Short problem 1 — For each statement (a), (b) and (c), decide whether it agrees with the text on implementing a stack with an array. Answer yes or no, and quote the deciding words of the text. (a) Inserting and deleting at the end of an array requires no shifting of elements. (b) In the array shown beside the stack, the element 1 sits at position 0. (c) The user of the stack must know that it is built internally on an array.
Short problem 2 — Carry on the text about implementing a stack with an array, starting after its final sentence.

Document —
>>>

This distinction will always be there. Sometimes, the source code of classes is not provided. We will be provided libraries, as standard libraries are available with the compiler. These classes are in compiled form i.e. are in object form or in binary form. On opening these files, you will not see the C++ code, rather binary code. When you read the assembly language code, it will give some idea what this binary code is about. You can view the interface methods in the .h file. As an application programmer, you have to see that the ADTs being used are written in a better way. The point to be remembered here is that you should not worry about the internal implementation of these ADTs. If we want to change the internal implementation of the ADTs, it can be done without affecting the users of these ADTs. While writing a program, you should check its performance. If at some point, you feel that it is slow, check the ADTs used at that point. If some ADT is not working properly, you can ask the writer of the ADT to change the internal implementation of that ADT to ensure that it works properly.

 



Stack Implementation using array

Lets implement the stack using the arrays. The stack shown in the below diagram may be considered as an array. Here the array is shown vertically. We can implement the stack using array. The interface will remain as push and pop methods. The user of the stack does not need to know that the stack is internally implemented with the help of array. The worst case for insertion and deletion from an array may happen when we insert and delete from the beginning of the array. We have to shift elements to the right for insertion and left for removal of an element. We face the same problem while implementing the list with the use of the array. If we push and pop the elements from the start of the array for stack implementation, this problem will arise. In case of push, we have to shift the stack elements to the right. However, in case of pop, after removing the element, we have to shift the elements of stack that are in the array to the left. If we push the element at the end of the array, there is no need to shift any element. Similarly as the pop method removes the last element of the stack which is at the end of the array, no element is shifted. To insert and remove elements at the end of the array we need not to shift its elements. Best case for insert and delete is at the end of the array where there is no need to shift any element. We should implement push() and pop() by inserting and deleting at the end of an array.
clip_image001

In the above diagram, on the left side we have a stack. There are four elements in the stack i.e. 1, 7, 5 and 2. The element 1 is the extreme-most that means that it is inserted in the end whereas 7, 5, and 2 have been added before. As this is a LIFO structure so the element 1 should be popped first. On the right side we have an array with positions 0, 1, 2, 3 and so on. We have inserted the numbers 2, 5, 7 and 1. We have decided that the elements should be inserted at the end of the array. Therefore the most recent element i.e. 1 is at position 3. The top is the index representing the position of the most recent element. Now we will discuss the stack implementation in detail using array.
We have to choose a maximum size for the array. It is possible that the array may ‘fill-up’ if we push enough elements. Now more elements cannot be pushed. Now what should the user of the stack do? Internally, we have implemented the stack using array which can be full. To avoid this, we write isFull() method that will return a boolean value. If this method returns true, it means that the stack (array) is full and no more elements can be inserted. Therefore before calling the push(x), the user should call isFull() method. If isFull() returns false, it will depict that stack is not full and an element can be inserted. This method has become the part of the stack interface. So we have two more methods in our interface i.e. isEmpty() and isFull().

<<<

Information given —
>>>

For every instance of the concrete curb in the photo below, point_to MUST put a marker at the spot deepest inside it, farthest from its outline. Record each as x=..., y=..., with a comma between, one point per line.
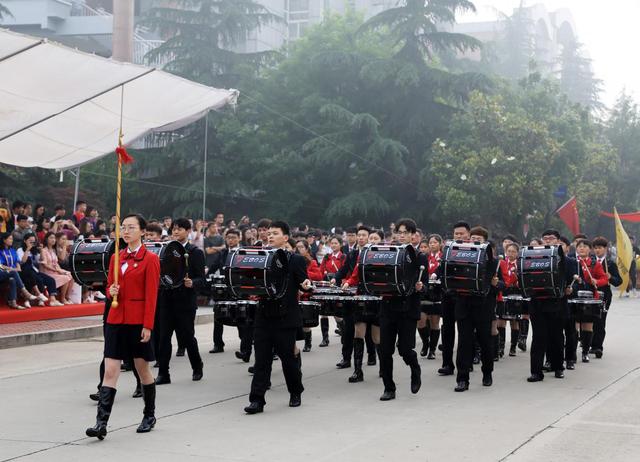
x=61, y=335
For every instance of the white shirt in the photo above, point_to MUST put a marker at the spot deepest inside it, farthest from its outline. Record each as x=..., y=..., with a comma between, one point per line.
x=125, y=265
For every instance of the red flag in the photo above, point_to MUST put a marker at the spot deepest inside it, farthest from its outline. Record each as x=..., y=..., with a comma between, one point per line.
x=123, y=155
x=569, y=215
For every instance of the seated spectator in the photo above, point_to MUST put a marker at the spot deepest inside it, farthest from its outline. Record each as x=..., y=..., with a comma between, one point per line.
x=22, y=229
x=33, y=279
x=49, y=265
x=9, y=271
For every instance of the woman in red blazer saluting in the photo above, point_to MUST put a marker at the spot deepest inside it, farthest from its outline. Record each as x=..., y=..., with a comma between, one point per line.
x=129, y=324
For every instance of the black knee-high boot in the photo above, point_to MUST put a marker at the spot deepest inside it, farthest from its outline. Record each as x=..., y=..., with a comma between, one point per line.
x=149, y=413
x=524, y=333
x=324, y=327
x=434, y=336
x=502, y=333
x=424, y=336
x=307, y=342
x=105, y=404
x=586, y=338
x=358, y=354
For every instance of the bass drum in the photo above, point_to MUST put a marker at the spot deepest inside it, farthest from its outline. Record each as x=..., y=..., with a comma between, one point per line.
x=258, y=272
x=89, y=261
x=468, y=267
x=173, y=264
x=541, y=271
x=389, y=269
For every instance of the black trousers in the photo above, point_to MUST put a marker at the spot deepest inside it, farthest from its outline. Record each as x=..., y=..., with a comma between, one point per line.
x=348, y=331
x=570, y=339
x=396, y=326
x=282, y=341
x=218, y=329
x=547, y=337
x=181, y=321
x=448, y=331
x=474, y=322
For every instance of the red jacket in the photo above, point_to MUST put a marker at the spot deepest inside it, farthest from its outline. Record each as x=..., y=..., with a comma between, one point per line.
x=313, y=271
x=138, y=288
x=332, y=263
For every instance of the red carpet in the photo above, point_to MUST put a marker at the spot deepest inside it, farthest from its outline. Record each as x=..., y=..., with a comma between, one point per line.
x=8, y=316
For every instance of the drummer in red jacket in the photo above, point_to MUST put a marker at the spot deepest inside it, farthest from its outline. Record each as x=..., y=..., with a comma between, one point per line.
x=129, y=324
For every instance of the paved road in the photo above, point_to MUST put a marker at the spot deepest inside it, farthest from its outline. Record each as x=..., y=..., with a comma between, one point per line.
x=593, y=414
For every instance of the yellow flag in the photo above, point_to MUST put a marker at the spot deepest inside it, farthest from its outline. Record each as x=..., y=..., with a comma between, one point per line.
x=625, y=252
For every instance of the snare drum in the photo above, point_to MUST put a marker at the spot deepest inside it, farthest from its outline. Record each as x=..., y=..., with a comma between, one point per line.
x=245, y=312
x=225, y=312
x=513, y=307
x=310, y=313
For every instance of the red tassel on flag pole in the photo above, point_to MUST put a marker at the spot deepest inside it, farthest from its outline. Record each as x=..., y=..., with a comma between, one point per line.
x=568, y=213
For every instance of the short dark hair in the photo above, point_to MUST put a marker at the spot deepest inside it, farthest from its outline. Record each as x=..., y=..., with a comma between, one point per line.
x=462, y=224
x=182, y=222
x=263, y=223
x=551, y=232
x=408, y=223
x=480, y=231
x=141, y=221
x=154, y=228
x=282, y=226
x=600, y=241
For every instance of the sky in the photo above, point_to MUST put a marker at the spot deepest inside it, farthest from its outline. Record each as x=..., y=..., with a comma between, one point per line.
x=607, y=30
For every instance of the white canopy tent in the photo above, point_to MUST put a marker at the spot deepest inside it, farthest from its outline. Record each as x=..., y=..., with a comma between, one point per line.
x=61, y=108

<<<

Final result 1 —
(a) Yes: "Best case for insert and delete is at the end of the array where there is no need to shift any element."
(b) No: "Therefore the most recent element i.e. 1 is at position 3."
(c) No: "The user of the stack does not need to know that the stack is internally implemented with the help of array."

Final result 2 —
Now we will discuss the actual C++ code of these operations. These methods are part of stack class or stack factory. We have an array named A while current is its index. The code of pop() method is as:
 
int pop()
{
return A[current--];
}
In this method, the recent element is returned to the caller, reducing the size of the array by 1.
The code of push method is:
void push(int x)
{
A[++current] = x;
}

 
We know that ++current means that add one to the current and then use it. That also shows that element x should be inserted at current plus one position. Here we are not testing that this current index has increased from the array size or not. As discussed earlier that before using the push method, the user must call isFull() method. Similarly it is the responsibility of the user to call the isEmpty() method before calling the pop method. Therefore there is no if statement in the push and pop method.
The code of the top() method is:
 
int top()
{
return A[current];
}
This method returns the element at the current position. We are not changing the value of current here. We simply want to return the top element.
int isEmpty()
{
return ( current == -1 );
}
This method also tests the value of the current whether it is equal to -1 or not. Initially when the stack is created, the value of current will be -1. If the user calls the isEmpty() method before pushing any element, it will return true.
int isFull()
{
return ( current == size-1);
}


This method checks that the stack is full or not. The variable size shows the size of the array. If the current is equal to the size minus one, it means that the stack is full and we cannot insert any element in it.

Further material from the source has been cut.